**Short task 1**
Answer these questions from the commit page below.
(a) How many files does the commit change?
(b) What string value does the commit assign to ASYNC?
(c) In AlgorithmParameters, what is the initial value of self.distributed_coach_synchronization_type?

Integrate coach.py params with distributed Coach. (#42)

* Integrate coach.py params with distributed Coach. * Minor improvements - Use enums instead of constants. - Reduce code duplication. - Ask experiment name with timeout.
2026-03-06 01:05:47 +01:00 · 2018-11-05 09:33:30 -08:00
parent 95b4fc6888
commit 7e7006305a
13 changed files with 263 additions and 285 deletions
--- a/rl_coach/base_parameters.py
+++ b/rl_coach/base_parameters.py
@@ -53,6 +53,18 @@ class EmbeddingMergerType(Enum):
    #Multiply = 3


+# DistributedCoachSynchronizationType provides the synchronization type for distributed Coach.
+# The default value is None, which means the algorithm or preset cannot be used with distributed Coach.
+class DistributedCoachSynchronizationType(Enum):
+    # In SYNC mode, the trainer waits for all the experiences to be gathered from distributed rollout workers before
+    # training a new policy and the rollout workers wait for a new policy before gathering experiences.
+    SYNC = "sync"
+
+    # In ASYNC mode, the trainer doesn't wait for any set of experiences to be gathered from distributed rollout workers
+    # and the rollout workers continously gather experiences loading new policies, whenever they become available.
+    ASYNC = "async"
+
+
 def iterable_to_items(obj):
    if isinstance(obj, dict) or isinstance(obj, OrderedDict) or isinstance(obj, types.MappingProxyType):
        items = obj.items()
@@ -154,6 +166,9 @@ class AlgorithmParameters(Parameters):
        # intrinsic reward
        self.scale_external_reward_by_intrinsic_reward_value = False

+        # Distributed Coach params
+        self.distributed_coach_synchronization_type = None
+

 class PresetValidationParameters(Parameters):
    def __init__(self):

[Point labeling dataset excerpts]
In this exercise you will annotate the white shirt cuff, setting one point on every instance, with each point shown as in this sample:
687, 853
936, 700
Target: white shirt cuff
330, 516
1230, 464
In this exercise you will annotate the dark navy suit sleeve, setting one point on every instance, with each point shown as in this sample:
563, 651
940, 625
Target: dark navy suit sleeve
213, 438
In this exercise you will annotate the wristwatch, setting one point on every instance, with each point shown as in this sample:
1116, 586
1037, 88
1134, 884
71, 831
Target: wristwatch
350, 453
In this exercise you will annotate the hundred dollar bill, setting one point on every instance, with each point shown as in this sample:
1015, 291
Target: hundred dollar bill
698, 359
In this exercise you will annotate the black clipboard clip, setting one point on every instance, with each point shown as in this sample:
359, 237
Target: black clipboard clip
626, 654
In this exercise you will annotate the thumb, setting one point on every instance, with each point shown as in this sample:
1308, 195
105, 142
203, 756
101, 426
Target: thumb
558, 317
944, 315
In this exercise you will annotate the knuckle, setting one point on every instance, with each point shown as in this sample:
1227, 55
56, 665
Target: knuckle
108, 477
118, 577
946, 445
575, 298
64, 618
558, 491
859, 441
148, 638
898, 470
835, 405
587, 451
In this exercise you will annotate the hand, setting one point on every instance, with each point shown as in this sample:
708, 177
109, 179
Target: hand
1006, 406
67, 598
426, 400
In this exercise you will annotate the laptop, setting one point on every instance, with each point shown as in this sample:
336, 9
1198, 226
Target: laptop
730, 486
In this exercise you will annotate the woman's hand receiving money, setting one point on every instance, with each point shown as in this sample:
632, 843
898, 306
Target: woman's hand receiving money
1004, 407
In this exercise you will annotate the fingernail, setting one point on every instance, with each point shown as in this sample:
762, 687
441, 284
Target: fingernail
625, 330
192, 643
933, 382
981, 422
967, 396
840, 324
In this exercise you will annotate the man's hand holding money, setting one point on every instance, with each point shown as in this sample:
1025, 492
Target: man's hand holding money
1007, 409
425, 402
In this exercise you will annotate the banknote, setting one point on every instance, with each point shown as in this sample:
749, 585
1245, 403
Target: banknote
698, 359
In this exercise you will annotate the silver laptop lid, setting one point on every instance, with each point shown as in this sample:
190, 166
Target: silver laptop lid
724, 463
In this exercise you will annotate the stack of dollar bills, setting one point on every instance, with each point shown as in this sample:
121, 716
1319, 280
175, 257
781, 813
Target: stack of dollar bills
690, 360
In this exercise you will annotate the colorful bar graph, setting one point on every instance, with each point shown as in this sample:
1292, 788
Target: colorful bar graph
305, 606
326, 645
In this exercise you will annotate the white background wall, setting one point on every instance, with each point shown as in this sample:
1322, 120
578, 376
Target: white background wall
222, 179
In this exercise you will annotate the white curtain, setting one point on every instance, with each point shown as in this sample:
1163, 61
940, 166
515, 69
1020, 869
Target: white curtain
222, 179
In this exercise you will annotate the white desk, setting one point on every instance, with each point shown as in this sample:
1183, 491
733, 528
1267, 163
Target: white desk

**Short task 2**
Reproduce the records from the line containing "In this exercise you will annotate the white curtain, setting" through the end of the records, with both ends included.

**Finished answer 1**
(a) 13
(b) "async"
(c) None

**Finished answer 2**
In this exercise you will annotate the white curtain, setting one point on every instance, with each point shown as in this sample:
1163, 61
940, 166
515, 69
1020, 869
Target: white curtain
222, 179
In this exercise you will annotate the white desk, setting one point on every instance, with each point shown as in this sample:
1183, 491
733, 528
1267, 163
Target: white desk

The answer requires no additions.